======== Material provided
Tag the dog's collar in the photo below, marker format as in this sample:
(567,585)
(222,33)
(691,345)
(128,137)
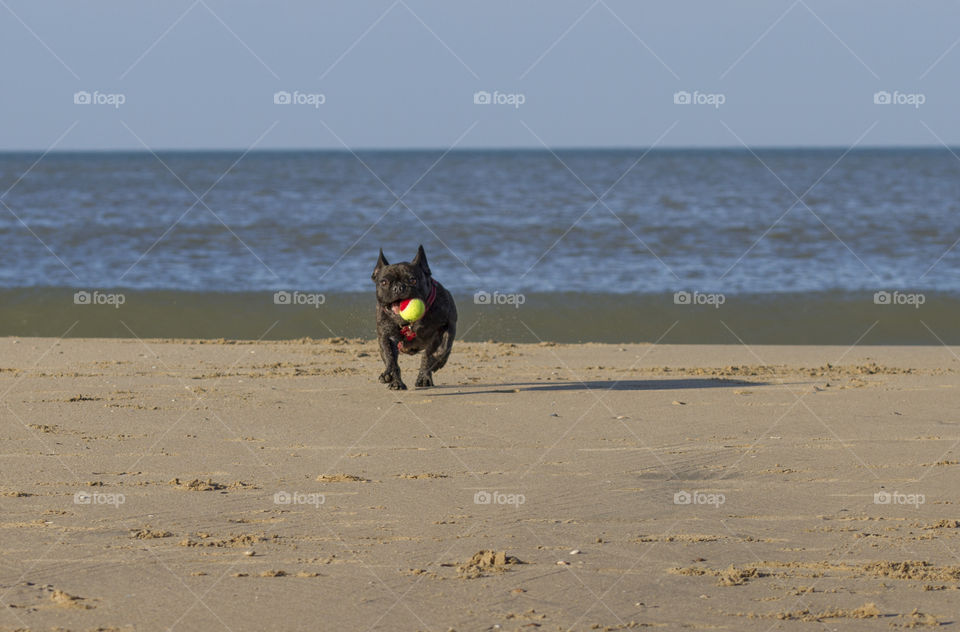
================
• Assigned task: Transcribe the data exactly, minus any images.

• Response box:
Tag the dog's collar in the photo below, marker format as in this sample:
(567,585)
(222,33)
(691,345)
(128,137)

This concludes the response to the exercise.